Problem description |
Retype the records from the start up to and including the line with "[347,770,371,876]", keeping every line as it stands and leaving the pictures out of your answer.
----- Input records
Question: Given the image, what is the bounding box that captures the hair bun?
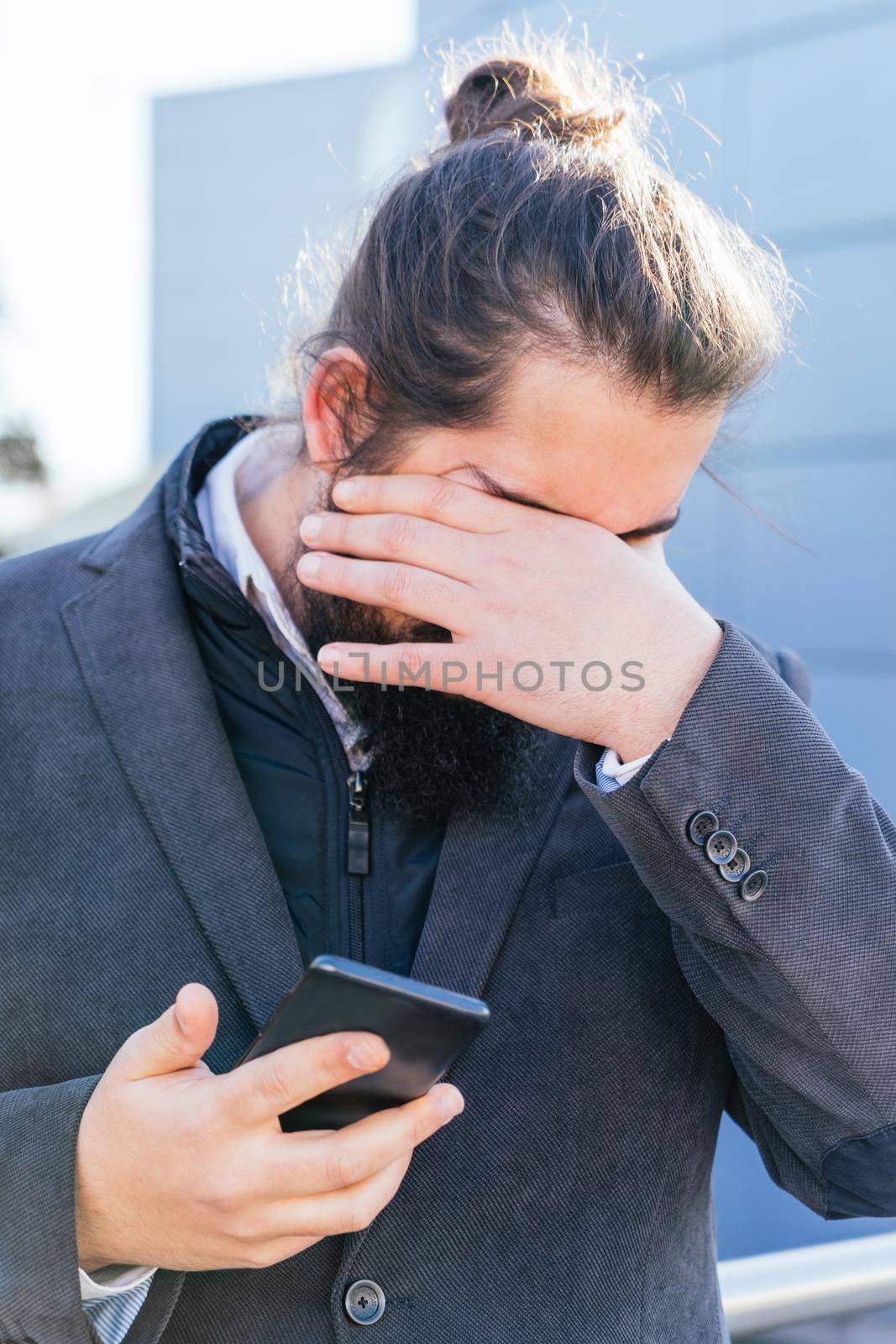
[445,59,625,145]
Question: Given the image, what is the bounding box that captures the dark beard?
[280,478,544,824]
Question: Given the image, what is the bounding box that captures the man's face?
[291,359,721,818]
[381,358,721,546]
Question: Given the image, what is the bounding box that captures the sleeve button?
[719,849,750,882]
[706,831,737,867]
[688,809,719,844]
[740,869,768,900]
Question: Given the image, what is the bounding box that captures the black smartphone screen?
[238,957,489,1131]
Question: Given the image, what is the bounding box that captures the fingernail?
[345,1040,385,1071]
[298,555,321,578]
[439,1084,464,1120]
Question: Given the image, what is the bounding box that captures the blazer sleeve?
[0,1077,183,1344]
[575,622,896,1218]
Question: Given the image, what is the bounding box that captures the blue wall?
[153,0,896,1255]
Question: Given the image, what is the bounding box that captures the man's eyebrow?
[464,462,681,542]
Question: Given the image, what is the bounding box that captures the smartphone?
[237,956,489,1131]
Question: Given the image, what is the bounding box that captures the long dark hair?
[265,39,790,470]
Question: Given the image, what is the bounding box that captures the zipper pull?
[347,770,371,876]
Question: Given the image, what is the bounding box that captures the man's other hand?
[76,984,464,1272]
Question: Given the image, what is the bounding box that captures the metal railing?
[719,1232,896,1340]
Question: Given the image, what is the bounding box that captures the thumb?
[106,984,217,1080]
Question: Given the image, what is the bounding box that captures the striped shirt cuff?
[82,1270,155,1344]
[594,748,652,793]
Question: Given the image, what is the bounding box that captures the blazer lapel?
[63,488,301,1030]
[411,734,575,997]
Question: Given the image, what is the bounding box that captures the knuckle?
[199,1171,244,1216]
[383,564,410,602]
[227,1210,265,1246]
[428,480,457,516]
[399,643,425,677]
[324,1144,363,1189]
[338,1199,378,1232]
[242,1242,284,1268]
[379,513,414,555]
[258,1051,291,1105]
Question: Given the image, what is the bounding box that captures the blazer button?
[688,811,719,844]
[740,869,768,900]
[706,831,737,867]
[719,849,750,882]
[345,1278,385,1326]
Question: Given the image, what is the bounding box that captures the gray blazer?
[0,473,896,1344]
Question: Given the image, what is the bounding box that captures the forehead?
[399,358,721,533]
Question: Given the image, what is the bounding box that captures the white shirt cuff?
[78,1265,156,1302]
[595,748,652,793]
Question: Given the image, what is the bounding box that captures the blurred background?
[0,0,896,1344]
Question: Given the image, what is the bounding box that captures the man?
[0,45,896,1344]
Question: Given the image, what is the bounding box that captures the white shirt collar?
[196,425,368,769]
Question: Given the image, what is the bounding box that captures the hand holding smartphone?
[239,956,489,1131]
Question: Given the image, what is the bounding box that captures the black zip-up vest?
[165,421,443,974]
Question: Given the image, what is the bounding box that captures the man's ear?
[302,345,368,473]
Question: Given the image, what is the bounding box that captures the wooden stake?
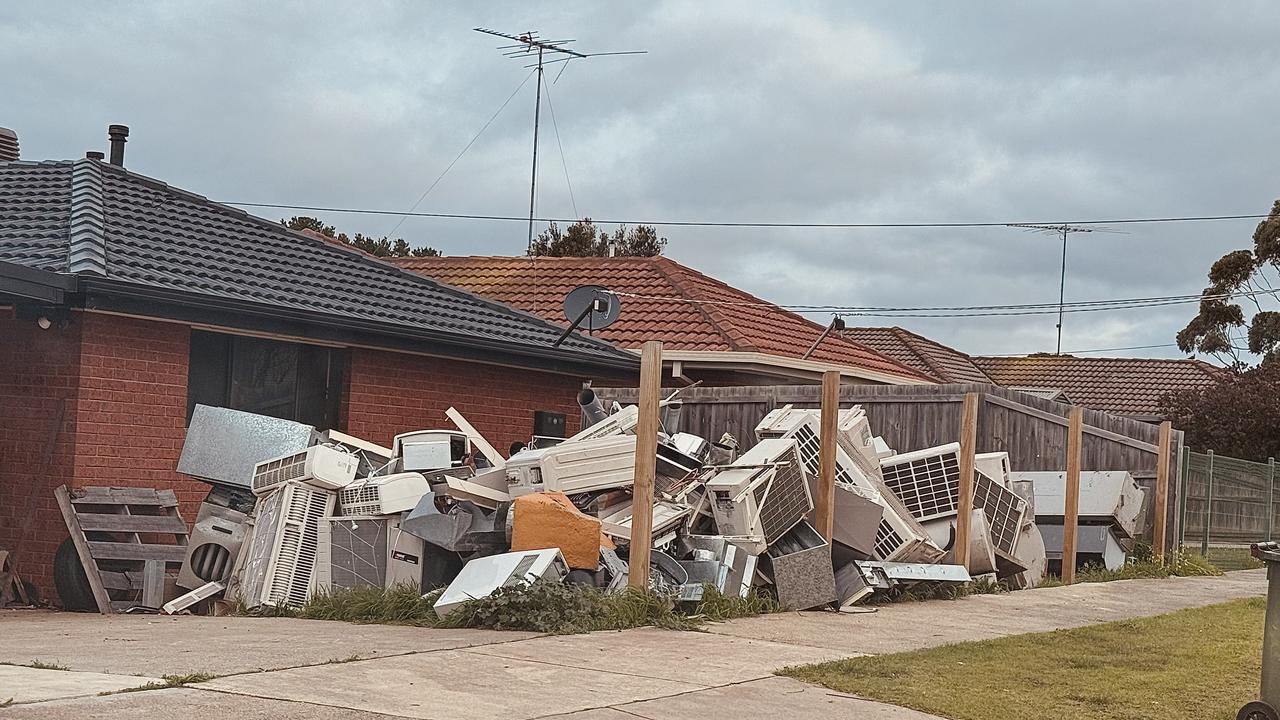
[1151,420,1174,561]
[627,340,662,591]
[813,370,840,542]
[1062,407,1084,584]
[952,392,978,568]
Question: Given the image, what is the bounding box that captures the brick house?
[0,145,639,598]
[394,256,936,387]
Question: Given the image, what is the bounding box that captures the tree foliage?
[1162,359,1280,462]
[280,215,440,258]
[1178,200,1280,365]
[529,218,667,258]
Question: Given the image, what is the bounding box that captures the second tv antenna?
[474,27,648,252]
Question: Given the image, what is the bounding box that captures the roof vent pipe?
[106,126,129,168]
[0,128,18,163]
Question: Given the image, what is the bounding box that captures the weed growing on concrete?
[297,573,780,634]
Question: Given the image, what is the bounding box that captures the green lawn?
[780,598,1265,720]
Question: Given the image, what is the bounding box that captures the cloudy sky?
[0,0,1280,357]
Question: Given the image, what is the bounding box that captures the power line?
[219,200,1271,229]
[613,290,1275,318]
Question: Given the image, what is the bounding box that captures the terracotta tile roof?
[844,328,991,383]
[394,256,932,382]
[973,355,1222,418]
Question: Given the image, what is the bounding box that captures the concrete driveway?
[0,570,1266,720]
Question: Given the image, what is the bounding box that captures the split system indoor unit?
[239,482,335,609]
[506,436,636,493]
[338,473,431,516]
[707,438,813,555]
[315,515,424,592]
[755,406,943,562]
[252,445,360,497]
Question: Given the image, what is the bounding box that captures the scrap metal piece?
[859,560,973,583]
[178,405,316,488]
[764,521,836,610]
[161,582,227,615]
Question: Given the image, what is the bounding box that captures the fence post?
[1061,407,1084,584]
[627,340,662,592]
[1267,457,1276,542]
[1201,450,1213,557]
[1151,420,1172,562]
[1178,445,1192,551]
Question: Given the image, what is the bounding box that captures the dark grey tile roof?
[0,160,635,365]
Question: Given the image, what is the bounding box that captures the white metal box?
[338,473,431,516]
[252,445,360,497]
[434,547,568,618]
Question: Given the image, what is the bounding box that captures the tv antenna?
[472,27,648,252]
[1005,223,1123,355]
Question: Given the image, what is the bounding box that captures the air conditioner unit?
[338,473,431,516]
[252,445,360,497]
[881,442,1027,557]
[177,502,247,591]
[564,405,640,442]
[316,515,424,592]
[881,442,960,523]
[434,547,568,618]
[392,430,471,473]
[755,406,945,562]
[707,438,813,550]
[239,482,335,609]
[535,436,636,495]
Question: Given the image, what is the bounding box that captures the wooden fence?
[598,383,1183,541]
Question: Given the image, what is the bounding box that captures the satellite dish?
[556,284,622,346]
[564,284,622,331]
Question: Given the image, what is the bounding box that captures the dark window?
[187,331,347,429]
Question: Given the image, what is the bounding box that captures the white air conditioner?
[338,473,431,516]
[392,430,471,473]
[239,482,335,609]
[540,436,636,493]
[564,405,640,442]
[434,547,568,618]
[177,502,246,591]
[252,445,360,497]
[755,406,945,562]
[707,438,813,550]
[316,515,424,592]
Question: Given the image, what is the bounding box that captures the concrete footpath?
[0,570,1266,720]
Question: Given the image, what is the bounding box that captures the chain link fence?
[1179,451,1276,556]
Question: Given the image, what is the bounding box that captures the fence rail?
[1181,451,1277,545]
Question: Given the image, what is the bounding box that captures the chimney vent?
[106,126,129,168]
[0,128,18,163]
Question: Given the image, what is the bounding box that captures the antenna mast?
[1005,223,1119,355]
[472,27,648,254]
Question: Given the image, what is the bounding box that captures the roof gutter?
[0,260,78,305]
[79,277,640,374]
[655,350,937,386]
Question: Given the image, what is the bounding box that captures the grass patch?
[1206,547,1266,570]
[780,598,1266,720]
[0,660,70,670]
[106,673,218,696]
[281,582,781,634]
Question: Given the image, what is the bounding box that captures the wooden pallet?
[54,486,188,615]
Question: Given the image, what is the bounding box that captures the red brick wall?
[343,348,582,455]
[0,309,81,598]
[74,313,209,515]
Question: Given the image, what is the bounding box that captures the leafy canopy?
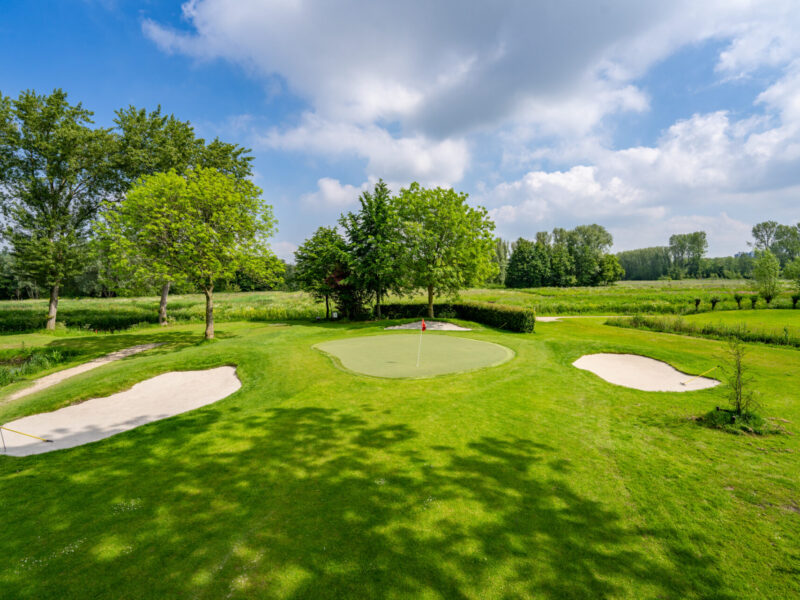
[98,168,282,291]
[0,89,116,287]
[398,183,497,300]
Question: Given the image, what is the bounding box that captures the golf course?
[0,310,800,599]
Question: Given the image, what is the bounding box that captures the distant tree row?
[506,225,625,288]
[295,181,495,318]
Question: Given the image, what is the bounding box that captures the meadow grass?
[606,310,800,348]
[0,279,792,333]
[0,319,800,599]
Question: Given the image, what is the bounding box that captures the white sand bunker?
[386,321,472,331]
[0,367,242,456]
[6,344,161,402]
[572,354,719,392]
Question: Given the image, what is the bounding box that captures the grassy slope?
[0,280,791,333]
[0,320,800,598]
[685,310,800,334]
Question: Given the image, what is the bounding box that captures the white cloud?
[259,114,470,186]
[143,0,800,251]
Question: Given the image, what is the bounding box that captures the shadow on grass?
[0,406,729,599]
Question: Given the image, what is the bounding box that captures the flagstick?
[417,327,422,368]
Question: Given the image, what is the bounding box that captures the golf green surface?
[315,333,514,379]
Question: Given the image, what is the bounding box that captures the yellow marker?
[0,425,53,443]
[681,365,717,385]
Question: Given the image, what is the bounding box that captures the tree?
[567,224,614,285]
[398,183,496,318]
[109,106,253,325]
[294,227,349,319]
[100,168,282,339]
[617,246,672,280]
[0,89,116,329]
[753,250,781,305]
[600,254,625,285]
[492,238,511,285]
[750,221,778,250]
[783,257,800,293]
[339,179,403,319]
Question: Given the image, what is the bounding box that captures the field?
[0,280,791,333]
[0,311,800,599]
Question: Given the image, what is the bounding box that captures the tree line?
[0,89,282,338]
[295,180,496,318]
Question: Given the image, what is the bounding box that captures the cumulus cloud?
[143,0,800,254]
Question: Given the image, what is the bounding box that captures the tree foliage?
[339,180,404,318]
[0,89,117,329]
[294,227,350,319]
[99,168,282,338]
[398,183,496,317]
[753,250,781,304]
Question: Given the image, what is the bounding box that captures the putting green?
[314,333,514,379]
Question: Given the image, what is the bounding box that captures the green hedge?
[381,302,536,333]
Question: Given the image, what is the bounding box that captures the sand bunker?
[386,321,472,331]
[0,367,242,456]
[6,344,161,402]
[572,354,719,392]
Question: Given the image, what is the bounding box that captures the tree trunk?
[47,284,58,331]
[203,286,214,340]
[158,281,170,327]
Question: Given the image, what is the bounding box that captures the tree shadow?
[0,405,731,599]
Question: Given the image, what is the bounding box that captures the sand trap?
[386,321,472,331]
[572,354,719,392]
[0,367,242,456]
[5,344,161,402]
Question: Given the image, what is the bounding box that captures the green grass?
[0,279,793,334]
[0,319,800,599]
[606,310,800,348]
[315,332,514,379]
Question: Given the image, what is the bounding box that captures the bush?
[381,302,536,333]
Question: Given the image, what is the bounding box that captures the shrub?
[381,302,536,333]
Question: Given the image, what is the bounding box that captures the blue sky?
[0,0,800,257]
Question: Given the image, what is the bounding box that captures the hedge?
[381,302,536,333]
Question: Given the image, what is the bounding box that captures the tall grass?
[0,348,75,387]
[606,315,800,348]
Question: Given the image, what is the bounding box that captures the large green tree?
[339,180,403,318]
[294,227,350,319]
[0,89,117,329]
[753,250,781,304]
[112,106,253,325]
[99,168,283,339]
[398,183,496,318]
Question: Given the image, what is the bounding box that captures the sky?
[0,0,800,259]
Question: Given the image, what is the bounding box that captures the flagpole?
[417,326,425,368]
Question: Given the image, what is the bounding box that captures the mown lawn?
[0,319,800,599]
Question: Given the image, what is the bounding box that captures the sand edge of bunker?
[0,364,242,457]
[311,331,517,381]
[572,352,721,392]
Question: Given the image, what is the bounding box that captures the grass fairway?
[0,319,800,600]
[315,333,514,379]
[684,309,800,334]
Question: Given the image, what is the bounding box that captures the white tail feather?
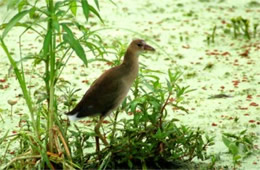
----------
Task result |
Question: Given the image, what is the bounding box that captures the hair bun?
[445,59,625,145]
Question: Given the image, what is the bounding box that captures the dark beard?
[280,478,544,824]
Question: Given the image, what is the bounding box that captures the man's face?
[291,359,721,818]
[381,358,721,546]
Question: Given the image, what is the bounding box that captures the sleeve button?
[719,849,750,882]
[706,831,737,867]
[688,809,719,844]
[740,869,768,900]
Question: Given the image, what is the bounding box that captures the black smartphone screen?
[238,957,489,1131]
Question: Given the image, what is the bounding box that captures the fingernail?
[345,1040,385,1071]
[298,555,321,578]
[439,1084,464,1120]
Question: Given the image, what is the bounding box that captures the blazer sleeve?
[0,1077,183,1344]
[575,622,896,1218]
Question: Given the image, what is the bounding box that captures the blue wall?
[153,0,896,1255]
Question: Given the image, what is the bounding box that captures the man's eyebrow?
[464,462,681,542]
Question: Given the image, what is the bounding box that captures the smartphone?
[237,956,489,1131]
Question: Given the image, what is the bounding box that captures the long dark hair?
[265,39,790,470]
Question: Given the image, what is the bounding box that captures the zipper pull?
[347,770,371,876]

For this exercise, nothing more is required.